__Instructions to follow__. Rescale the listing starting at its beginning and ending at the line containing "(1059, 733)", both included, repeating every line, requests too, but with each point coordinate in the answers multiplied by 0.7 and rounded to a whole number, halves rounding up. Give only those lines, and leave the pictures out.

---- Dataset extract

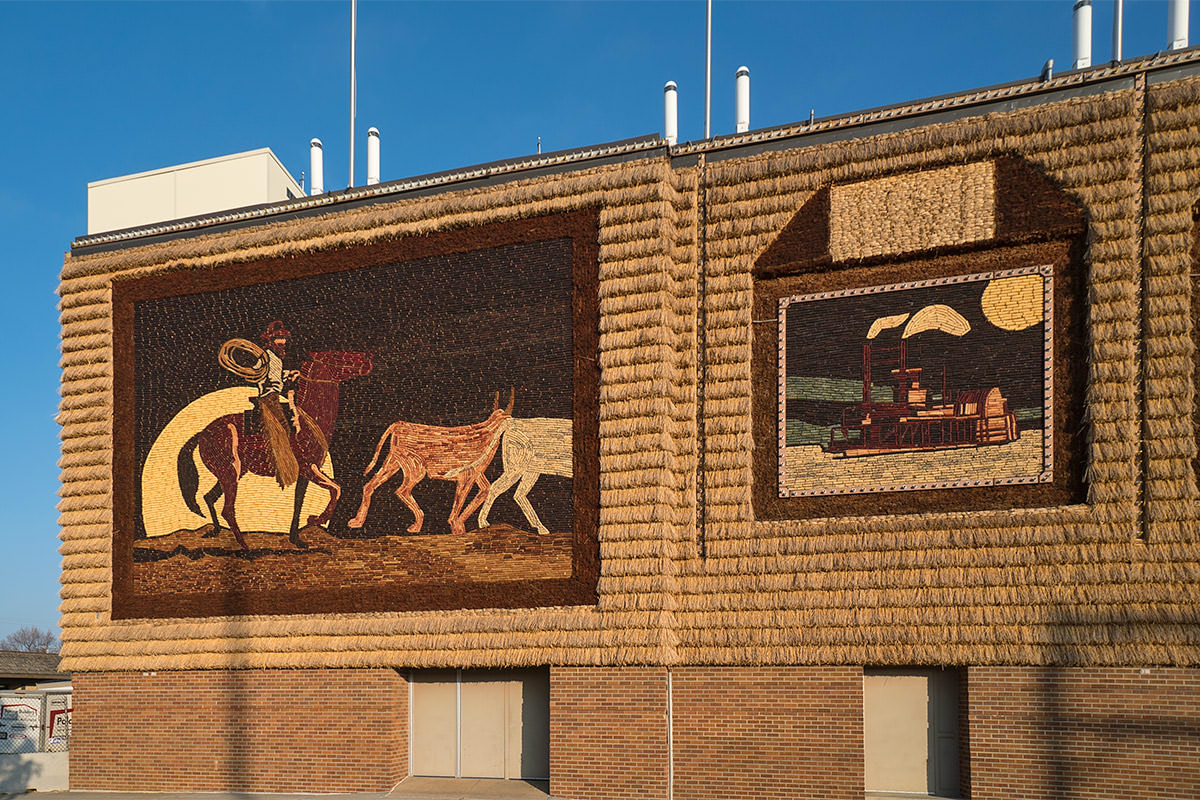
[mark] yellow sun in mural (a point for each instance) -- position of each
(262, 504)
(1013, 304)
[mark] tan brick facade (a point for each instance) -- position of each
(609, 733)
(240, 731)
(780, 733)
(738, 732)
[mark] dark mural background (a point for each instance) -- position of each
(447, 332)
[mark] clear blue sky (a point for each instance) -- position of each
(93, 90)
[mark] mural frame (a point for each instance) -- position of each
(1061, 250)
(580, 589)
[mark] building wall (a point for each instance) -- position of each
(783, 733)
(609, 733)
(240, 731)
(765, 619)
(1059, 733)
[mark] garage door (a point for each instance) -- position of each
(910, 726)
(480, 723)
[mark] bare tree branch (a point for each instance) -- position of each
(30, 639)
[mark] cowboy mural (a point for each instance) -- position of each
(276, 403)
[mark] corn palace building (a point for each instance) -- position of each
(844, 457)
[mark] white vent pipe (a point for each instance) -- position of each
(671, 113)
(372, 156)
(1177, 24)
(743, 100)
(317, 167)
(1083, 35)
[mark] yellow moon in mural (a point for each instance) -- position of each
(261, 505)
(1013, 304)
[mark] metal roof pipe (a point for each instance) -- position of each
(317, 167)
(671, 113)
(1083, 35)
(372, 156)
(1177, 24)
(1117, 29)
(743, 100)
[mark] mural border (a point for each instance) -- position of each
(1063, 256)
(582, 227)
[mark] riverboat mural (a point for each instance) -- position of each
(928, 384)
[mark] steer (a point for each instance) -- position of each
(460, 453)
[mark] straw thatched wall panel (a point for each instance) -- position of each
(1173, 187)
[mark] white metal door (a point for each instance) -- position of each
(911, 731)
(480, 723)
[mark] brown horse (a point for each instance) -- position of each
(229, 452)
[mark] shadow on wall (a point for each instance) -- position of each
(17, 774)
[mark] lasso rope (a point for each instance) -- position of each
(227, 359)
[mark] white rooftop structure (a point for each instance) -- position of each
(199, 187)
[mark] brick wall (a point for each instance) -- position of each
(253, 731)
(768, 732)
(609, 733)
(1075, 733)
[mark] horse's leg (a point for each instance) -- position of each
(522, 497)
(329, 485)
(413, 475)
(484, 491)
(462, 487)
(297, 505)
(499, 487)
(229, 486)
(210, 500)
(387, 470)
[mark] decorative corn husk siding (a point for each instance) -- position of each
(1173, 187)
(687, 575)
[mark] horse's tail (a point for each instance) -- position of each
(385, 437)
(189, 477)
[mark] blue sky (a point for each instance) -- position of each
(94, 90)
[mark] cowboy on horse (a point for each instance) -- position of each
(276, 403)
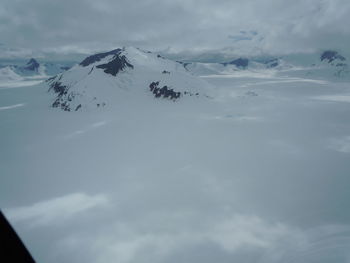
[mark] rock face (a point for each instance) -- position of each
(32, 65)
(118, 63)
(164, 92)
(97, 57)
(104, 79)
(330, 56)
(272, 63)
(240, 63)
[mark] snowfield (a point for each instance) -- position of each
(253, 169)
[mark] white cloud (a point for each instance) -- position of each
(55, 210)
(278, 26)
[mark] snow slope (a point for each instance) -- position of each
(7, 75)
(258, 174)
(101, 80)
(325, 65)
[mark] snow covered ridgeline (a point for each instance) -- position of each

--------

__Full output__.
[mark] yellow sun in mural (a point for each instance) -- position of each
(183, 353)
(709, 213)
[mark] tan brick facade (a point for each instance) -- position of each
(426, 513)
(168, 512)
(546, 513)
(517, 512)
[mark] dark mural background (a point for each instance) -- position of each
(313, 232)
[mark] clear blue sky (a point for each instance) -- position of each
(65, 63)
[mark] mural frame (a point for each instance) -- position of each
(743, 175)
(406, 412)
[mark] building wall (a point for each instance) -- position of each
(548, 513)
(426, 513)
(168, 512)
(536, 433)
(741, 513)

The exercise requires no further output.